## [SOURCE DOCUMENT]
[Date Prev][Date Next] [Thread Prev][Thread Next] [Date Index] [Thread Index]

Re: Upgrade a mail server




Craig Sanders wrote:
> 
> On Mon, Feb 18, 2002 at 06:02:38PM -0600, Rich Puhek wrote:
> > Craig Sanders wrote:
> > > i'd love to convert it over to Maildir/ but haven't yet found any way
> > > that doesn't involve many hours of downtime while converting the
> > > mailboxes from mbox format to Maildir.
> > >
> > > one of these days i'll have the time to sit down and work out a good
> > > solution to the problem.  i've got some ideas but no time to work them
> > > out.
> >
> > Look at qmail's site. They've got some nice tools for scripting the
> > switch. Some will need a little bit of cooking for your specific
> > implementaion, but basicly it's there.
> 
> yes, i've seen all that.
> 
> none of the available scripts do the job in what i consider to be a safe
> manner while the system is STILL RUNNING as a mail server (handling both
> incoming mail AND pop & imap connections from hundreds of users).
> 
Yea, there are some limitations. Remember though, once you switch to
Maildir, your script can safely plop data into the Maildirs while MDAs
are dropping mail in and MUAs are removing it. That's a key to avoiding
disaster, and one of my favorite Maildir features.

> > Downtime will be the time it takes to install procmail (or other
> > Maildir happy LDA) and restart sendmail (assuming home directories are
> > setup properly.) Also need to restart your POP3 daemon of course.
> > Then, you can fire off a script to convert the mailboxes.
> 
> no, there is a LOT more to it than that...and the fact that NONE of the
> existing conversion scripts take that into account is why i don't
> consider any of them safe enough to use as is.
> 
There's definately more to it, but your downtime (in terms of not being
reachable via SMTP or POP) is of short duration. Downtime in terms of
mail not being accessable will obviously depend on the quantity of data
and the machine performance.

I agree with the safety issue of the convertion scripts. That's why I
added a few wrinkles to the scripts I used.
  1) Cooked in some sanity checking (does $HOME/Maildir exist? who owns
it?, etc. skip mbox on failure, print warning so I can handle it later).
  2) Added a lot of verbosity to the scripts.
  3) ran on small chunks of the user list (~100 users at a crack, just
so I had less mess to repair if the stuff hit the fan)
  4) Before shutting down SMTP and POP: made a copy of /var/spool/mail
  5) Immediately after shutting down SMTP and POP: rsynced the copy
(less downtime than full copy at that point).

## [REQUEST 1]
Gather every line of the rows below that contains the string "toilet", treating uppercase and lowercase as different.

## [LISTED ENTRIES]
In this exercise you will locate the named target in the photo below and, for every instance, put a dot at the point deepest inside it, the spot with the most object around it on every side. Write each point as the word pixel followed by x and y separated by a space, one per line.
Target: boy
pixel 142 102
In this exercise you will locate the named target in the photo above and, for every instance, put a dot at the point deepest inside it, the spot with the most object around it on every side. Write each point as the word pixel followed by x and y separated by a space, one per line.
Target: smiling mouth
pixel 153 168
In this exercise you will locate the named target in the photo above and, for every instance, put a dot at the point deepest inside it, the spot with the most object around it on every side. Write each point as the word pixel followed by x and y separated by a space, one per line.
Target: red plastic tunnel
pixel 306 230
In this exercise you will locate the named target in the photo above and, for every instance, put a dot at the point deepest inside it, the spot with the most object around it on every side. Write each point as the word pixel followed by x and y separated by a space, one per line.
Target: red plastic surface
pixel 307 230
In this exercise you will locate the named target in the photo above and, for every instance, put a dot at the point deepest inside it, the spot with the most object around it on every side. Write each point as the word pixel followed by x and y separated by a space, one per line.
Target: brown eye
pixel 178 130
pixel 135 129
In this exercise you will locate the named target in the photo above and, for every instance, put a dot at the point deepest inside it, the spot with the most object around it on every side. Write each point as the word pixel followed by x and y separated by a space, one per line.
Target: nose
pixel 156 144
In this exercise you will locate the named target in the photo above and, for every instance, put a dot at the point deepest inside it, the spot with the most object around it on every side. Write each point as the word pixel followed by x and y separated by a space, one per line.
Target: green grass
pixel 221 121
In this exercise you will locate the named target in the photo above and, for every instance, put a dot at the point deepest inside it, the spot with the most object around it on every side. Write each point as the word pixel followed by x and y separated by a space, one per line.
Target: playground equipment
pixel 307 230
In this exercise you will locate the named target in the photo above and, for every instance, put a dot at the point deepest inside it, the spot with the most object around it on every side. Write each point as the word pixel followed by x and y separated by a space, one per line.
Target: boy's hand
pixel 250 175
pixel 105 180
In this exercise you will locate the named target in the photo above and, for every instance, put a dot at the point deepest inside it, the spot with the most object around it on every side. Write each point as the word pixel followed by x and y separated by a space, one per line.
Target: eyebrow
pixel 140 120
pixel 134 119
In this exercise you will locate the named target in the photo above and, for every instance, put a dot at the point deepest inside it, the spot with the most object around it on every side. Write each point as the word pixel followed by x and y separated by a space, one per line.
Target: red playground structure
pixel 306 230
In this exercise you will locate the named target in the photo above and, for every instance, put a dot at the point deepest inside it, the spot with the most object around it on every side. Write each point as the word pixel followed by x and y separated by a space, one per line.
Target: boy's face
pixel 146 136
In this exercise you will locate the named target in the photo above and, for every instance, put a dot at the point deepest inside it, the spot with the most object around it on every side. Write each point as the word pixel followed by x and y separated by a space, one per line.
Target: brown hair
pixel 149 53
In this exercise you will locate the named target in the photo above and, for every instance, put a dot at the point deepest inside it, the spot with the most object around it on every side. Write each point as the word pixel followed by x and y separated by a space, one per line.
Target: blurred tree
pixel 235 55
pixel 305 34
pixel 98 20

--

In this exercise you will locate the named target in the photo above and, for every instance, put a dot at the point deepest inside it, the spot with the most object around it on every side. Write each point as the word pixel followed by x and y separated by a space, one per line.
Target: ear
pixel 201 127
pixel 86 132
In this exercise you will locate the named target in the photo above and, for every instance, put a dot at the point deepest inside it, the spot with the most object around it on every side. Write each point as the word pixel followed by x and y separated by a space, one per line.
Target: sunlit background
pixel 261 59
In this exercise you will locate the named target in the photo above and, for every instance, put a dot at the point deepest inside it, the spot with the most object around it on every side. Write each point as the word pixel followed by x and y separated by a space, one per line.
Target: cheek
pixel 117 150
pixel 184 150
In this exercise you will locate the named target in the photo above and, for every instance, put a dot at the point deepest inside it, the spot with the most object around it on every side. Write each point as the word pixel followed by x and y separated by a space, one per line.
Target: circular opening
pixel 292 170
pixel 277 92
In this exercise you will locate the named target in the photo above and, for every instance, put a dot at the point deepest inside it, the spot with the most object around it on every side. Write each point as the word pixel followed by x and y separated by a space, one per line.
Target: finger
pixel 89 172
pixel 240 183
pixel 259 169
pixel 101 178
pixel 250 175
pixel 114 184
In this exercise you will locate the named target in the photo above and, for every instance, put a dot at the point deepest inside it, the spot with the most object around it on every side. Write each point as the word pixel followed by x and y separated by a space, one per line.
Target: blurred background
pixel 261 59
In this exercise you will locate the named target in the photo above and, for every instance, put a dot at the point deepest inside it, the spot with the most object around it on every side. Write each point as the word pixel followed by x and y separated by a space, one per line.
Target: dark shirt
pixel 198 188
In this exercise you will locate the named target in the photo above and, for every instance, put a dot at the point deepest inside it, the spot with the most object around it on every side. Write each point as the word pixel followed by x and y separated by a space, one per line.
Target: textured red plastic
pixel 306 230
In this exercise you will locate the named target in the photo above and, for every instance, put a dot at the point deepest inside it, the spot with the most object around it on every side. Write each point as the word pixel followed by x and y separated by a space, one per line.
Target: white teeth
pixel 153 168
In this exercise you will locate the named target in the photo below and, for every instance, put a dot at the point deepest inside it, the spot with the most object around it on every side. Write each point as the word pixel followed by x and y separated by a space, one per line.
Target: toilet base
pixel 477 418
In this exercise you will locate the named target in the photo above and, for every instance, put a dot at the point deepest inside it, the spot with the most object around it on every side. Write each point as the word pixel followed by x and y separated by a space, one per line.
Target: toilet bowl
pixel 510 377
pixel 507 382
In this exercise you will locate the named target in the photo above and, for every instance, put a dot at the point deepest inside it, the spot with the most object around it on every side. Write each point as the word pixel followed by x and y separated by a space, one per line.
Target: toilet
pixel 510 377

## [REQUEST 2]
Update the stretch of the mail server thread above from "I agree with" through "to the scripts.", putting "logging" in place of "verbosity".

## [WRITTEN RESPONSE 1]
Target: toilet base
Target: toilet bowl
Target: toilet

## [WRITTEN RESPONSE 2]
I agree with the safety issue of the convertion scripts. That's why I
added a few wrinkles to the scripts I used.
  1) Cooked in some sanity checking (does $HOME/Maildir exist? who owns
it?, etc. skip mbox on failure, print warning so I can handle it later).
  2) Added a lot of logging to the scripts.